* Your instructions: Copy out the entries that follow exactly, leaving every picture behind.

+++

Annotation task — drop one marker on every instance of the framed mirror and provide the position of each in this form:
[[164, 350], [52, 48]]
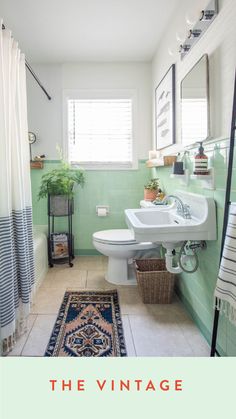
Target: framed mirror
[[195, 110]]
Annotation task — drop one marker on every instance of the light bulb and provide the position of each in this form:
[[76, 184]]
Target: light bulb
[[172, 50], [181, 35]]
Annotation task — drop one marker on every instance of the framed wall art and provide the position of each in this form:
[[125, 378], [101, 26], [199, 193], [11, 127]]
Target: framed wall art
[[165, 110]]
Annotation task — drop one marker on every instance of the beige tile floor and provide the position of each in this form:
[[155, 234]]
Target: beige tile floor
[[150, 329]]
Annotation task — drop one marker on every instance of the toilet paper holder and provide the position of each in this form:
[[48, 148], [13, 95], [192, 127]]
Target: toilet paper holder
[[102, 210]]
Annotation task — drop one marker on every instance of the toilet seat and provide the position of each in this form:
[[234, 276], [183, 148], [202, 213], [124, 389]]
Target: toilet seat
[[117, 237]]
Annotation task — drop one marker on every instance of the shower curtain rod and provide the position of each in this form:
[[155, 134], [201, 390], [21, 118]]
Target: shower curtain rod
[[29, 68]]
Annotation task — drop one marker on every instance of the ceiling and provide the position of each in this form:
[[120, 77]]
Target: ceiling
[[57, 31]]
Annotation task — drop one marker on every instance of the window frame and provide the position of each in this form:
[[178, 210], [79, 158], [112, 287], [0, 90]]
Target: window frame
[[102, 94]]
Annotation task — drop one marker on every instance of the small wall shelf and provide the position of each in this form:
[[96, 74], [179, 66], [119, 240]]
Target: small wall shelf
[[164, 161], [208, 181], [36, 164], [184, 178]]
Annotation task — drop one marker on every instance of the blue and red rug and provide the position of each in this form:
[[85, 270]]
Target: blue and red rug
[[88, 324]]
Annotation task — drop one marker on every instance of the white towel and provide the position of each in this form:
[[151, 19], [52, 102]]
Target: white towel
[[225, 291]]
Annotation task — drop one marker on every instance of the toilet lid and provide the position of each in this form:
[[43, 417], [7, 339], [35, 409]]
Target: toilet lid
[[123, 236]]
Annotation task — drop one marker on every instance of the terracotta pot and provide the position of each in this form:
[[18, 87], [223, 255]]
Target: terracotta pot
[[150, 194]]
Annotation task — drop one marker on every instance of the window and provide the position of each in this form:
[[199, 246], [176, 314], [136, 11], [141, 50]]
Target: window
[[100, 131]]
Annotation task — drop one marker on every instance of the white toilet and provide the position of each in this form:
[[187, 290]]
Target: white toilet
[[119, 246]]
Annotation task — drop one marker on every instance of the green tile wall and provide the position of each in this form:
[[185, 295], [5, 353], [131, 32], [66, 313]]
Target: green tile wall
[[196, 290], [118, 189]]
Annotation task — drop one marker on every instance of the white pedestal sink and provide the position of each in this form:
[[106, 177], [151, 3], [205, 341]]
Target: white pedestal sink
[[162, 224]]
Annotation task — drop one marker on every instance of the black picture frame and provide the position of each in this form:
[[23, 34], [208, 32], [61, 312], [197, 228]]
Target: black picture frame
[[165, 110]]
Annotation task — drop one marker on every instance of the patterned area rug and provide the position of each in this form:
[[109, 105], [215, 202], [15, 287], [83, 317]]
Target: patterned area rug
[[88, 324]]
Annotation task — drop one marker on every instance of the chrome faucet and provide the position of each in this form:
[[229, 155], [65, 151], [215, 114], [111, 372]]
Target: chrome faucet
[[182, 209]]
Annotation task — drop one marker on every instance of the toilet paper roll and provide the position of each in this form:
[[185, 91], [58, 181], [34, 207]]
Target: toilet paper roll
[[102, 212]]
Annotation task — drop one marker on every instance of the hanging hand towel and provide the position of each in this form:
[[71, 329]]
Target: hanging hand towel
[[225, 291]]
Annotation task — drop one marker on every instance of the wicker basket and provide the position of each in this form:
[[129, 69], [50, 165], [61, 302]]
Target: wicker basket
[[155, 283]]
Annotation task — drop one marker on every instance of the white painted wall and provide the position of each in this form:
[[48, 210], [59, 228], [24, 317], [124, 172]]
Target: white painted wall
[[45, 117], [219, 43]]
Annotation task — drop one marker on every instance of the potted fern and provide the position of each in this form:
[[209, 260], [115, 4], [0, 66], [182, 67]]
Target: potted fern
[[58, 186], [151, 189]]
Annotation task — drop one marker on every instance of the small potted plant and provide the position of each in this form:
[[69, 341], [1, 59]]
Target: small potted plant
[[151, 189], [58, 184]]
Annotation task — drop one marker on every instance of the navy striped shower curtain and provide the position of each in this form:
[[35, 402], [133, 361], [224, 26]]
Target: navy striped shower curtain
[[16, 239]]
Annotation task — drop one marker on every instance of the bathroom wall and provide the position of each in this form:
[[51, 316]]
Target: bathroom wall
[[118, 189], [196, 290]]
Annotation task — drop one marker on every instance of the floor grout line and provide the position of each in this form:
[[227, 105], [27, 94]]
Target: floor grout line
[[132, 336], [36, 315]]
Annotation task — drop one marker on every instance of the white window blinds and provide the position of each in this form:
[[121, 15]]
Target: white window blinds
[[100, 131], [194, 120]]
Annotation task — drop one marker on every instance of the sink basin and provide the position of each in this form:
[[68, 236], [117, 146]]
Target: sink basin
[[162, 224]]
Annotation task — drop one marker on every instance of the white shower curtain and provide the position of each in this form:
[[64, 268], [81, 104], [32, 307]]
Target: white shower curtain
[[16, 238]]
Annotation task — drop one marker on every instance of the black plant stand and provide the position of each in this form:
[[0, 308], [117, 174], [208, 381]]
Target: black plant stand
[[60, 206]]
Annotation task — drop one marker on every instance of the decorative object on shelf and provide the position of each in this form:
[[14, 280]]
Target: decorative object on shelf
[[205, 18], [60, 245], [208, 181], [165, 110], [60, 181], [161, 161], [57, 185], [178, 168], [201, 162], [151, 190], [36, 164], [32, 139], [195, 104], [183, 178]]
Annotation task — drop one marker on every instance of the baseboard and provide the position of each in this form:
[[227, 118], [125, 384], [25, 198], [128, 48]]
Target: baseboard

+++

* Output for this task:
Annotation task — drop one marker on every instance of the framed mirror and provide the position of each in this form:
[[164, 350], [52, 48]]
Target: framed mirror
[[195, 110]]
Annotation task — drop one marker on every instance of the light bulb and provide the position of each in this form:
[[76, 184]]
Target: light bulb
[[172, 50], [181, 35]]
Annotation task — drop one marker on every instance of the framed wall art and provide the position of each in this form:
[[125, 378], [101, 26], [199, 193], [11, 127]]
Target: framed wall art
[[165, 110]]
Annotation task — drop one marker on every instance of the beige tile floor and provide the position of each in this form:
[[155, 234]]
Target: beige tile floor
[[150, 329]]
Annotation task — drop one marker on every instance of the toilet paper holder and provide the position of each in this form:
[[48, 148], [13, 95], [192, 127]]
Target: toilet paper holder
[[102, 210]]
Annotation task — drop one marker on every instance of the toilet seat and provide the position of each in this form:
[[234, 276], [183, 148], [202, 213], [124, 389]]
Target: toilet seat
[[117, 237]]
Annotation task — drop one marker on every instance of the shower curtain rod and provide the position of each in this form:
[[155, 134], [201, 390], [21, 118]]
Target: shower curtain rod
[[29, 68]]
Annotation task — drop one marker on every instance of the ceiling and provide the position of each in this form:
[[120, 77]]
Target: ceiling
[[57, 31]]
Annotation task — drop one marker on every instance of the window frame and provide the position of each in this form:
[[178, 210], [79, 158], [112, 287], [0, 90]]
Target: window frame
[[102, 94]]
Annotation task — drop one marker on every instance of the small wall shelf and provide the position of each in this form:
[[96, 74], [179, 66], [119, 240]]
Target: small wall shelf
[[164, 161], [208, 181], [36, 164], [184, 178]]
Annotation task — drop one marker on every instance of the blue and red rug and provide the position of each in this form:
[[85, 270]]
Target: blue and red rug
[[88, 324]]
Annotation task — drop one marker on every instance of the white towel and provide the position of each in this form:
[[151, 19], [52, 102]]
Target: white towel
[[225, 291]]
Annotation task — drop one marker on every instance of the toilet lid and provide the position of each in this form:
[[43, 417], [7, 339], [35, 409]]
Target: toilet lid
[[123, 236]]
Annotation task — drop one marker on every instance of the terracotta pot and provide the position of each in this form:
[[18, 87], [223, 255]]
Target: terracotta pot
[[150, 194]]
Annotation task — drop one marker on every instance of the window and provide the position of each in this form:
[[199, 246], [176, 314], [136, 11], [141, 50]]
Target: window
[[100, 131]]
Annotation task — drop one marker on every instance of the white toilet and provide the position of each in this form:
[[187, 290]]
Target: white toilet
[[119, 246]]
Annotation task — drop one marker on every instance of the green tile wall and provide the position of each in this form:
[[185, 295], [5, 353], [131, 32], [66, 313]]
Target: green tile wall
[[196, 290], [118, 189]]
Annotation task — drop one marker on every instance of the white pedestal sink and provide the position of each in this form:
[[106, 177], [151, 3], [205, 341]]
Target: white pedestal sink
[[162, 224]]
Annotation task — drop one marker on every instance of the black picture frame and provide the position of each in this form:
[[23, 34], [208, 32], [61, 312], [197, 228]]
Target: black picture frame
[[165, 110]]
Annotation task — drop one marker on every instance of the patterned area rug and provide the position of each in this form:
[[109, 105], [215, 202], [15, 287], [83, 317]]
Target: patterned area rug
[[88, 324]]
Annotation task — drop one marker on every instance of the chrome faucet and provide the position of each in this form:
[[229, 155], [65, 151], [215, 114], [111, 372]]
Target: chrome faucet
[[182, 209]]
Annotation task — drop one marker on every instance of the toilet paper roll and provide the position of each in this form:
[[185, 91], [58, 181], [34, 207]]
Target: toilet paper roll
[[102, 212]]
Annotation task — drop one marker on every instance of the hanging hand towel and provide the position of each in this form:
[[71, 329]]
Target: hanging hand towel
[[225, 291]]
Annotation task — drop one marker on every instance of the wicker basket and provide the position of each in this form:
[[129, 69], [50, 165], [61, 302]]
Target: wicker basket
[[155, 283]]
Annotation task — drop one marker on every instance of the white painted wall and provide the position of each in this form:
[[48, 210], [59, 228], [24, 317], [124, 172]]
Target: white painted wall
[[45, 117], [219, 43]]
Annotation task — drop one marker on every instance of the potted fern and provide the position of each in this form:
[[209, 260], [115, 4], [0, 66], [182, 67]]
Target: potted fern
[[58, 186], [151, 189]]
Annotation task — drop one marker on every instance of the small potted plant and provide the position of each in this form:
[[69, 341], [1, 59]]
Target: small potted plant
[[151, 189], [58, 184]]
Annotation task — drop one marker on every instance of the navy striped shower curtain and provide the position of each in this form:
[[35, 402], [133, 361], [224, 26]]
Target: navy striped shower curtain
[[16, 239]]
Annotation task — drop one marker on every instance of the bathroom wall and provide the position of each in this form:
[[51, 316]]
Target: bathroom wall
[[118, 189], [196, 290]]
Annotation task — drop one marker on every instance of the floor grout line and provide the position of each in this form:
[[227, 105], [27, 94]]
Target: floor grout line
[[132, 336], [36, 315]]
Annotation task — drop one marker on every instance of the white window blinds and provide the position of each in this form:
[[121, 15]]
Target: white window blinds
[[100, 131], [194, 120]]
Annotation task — drop one marker on every instance of the sink basin and provide the position of each in this form:
[[68, 236], [117, 146]]
Target: sink basin
[[162, 224]]
Annotation task — drop one marker on every instance of the white shower curtain and provide the position of each in this form:
[[64, 268], [81, 104], [32, 307]]
Target: white shower curtain
[[16, 238]]
Annotation task — drop one marker on every instance of the black plant stand and provide the position of each in this form:
[[0, 308], [117, 174], [208, 381]]
Target: black plant stand
[[60, 206]]
Annotation task — drop one marker on every instance of the decorative object on shelf and provide the position of each in this form:
[[14, 280]]
Target: decorative object on shelf
[[205, 18], [60, 245], [208, 181], [165, 110], [60, 181], [161, 161], [57, 185], [178, 168], [201, 162], [151, 190], [36, 164], [32, 139], [195, 104], [183, 178]]
Annotation task — drop one marker on every instance of the baseboard and provide the position of each in this form:
[[227, 118], [125, 384], [25, 198], [128, 48]]
Target: baseboard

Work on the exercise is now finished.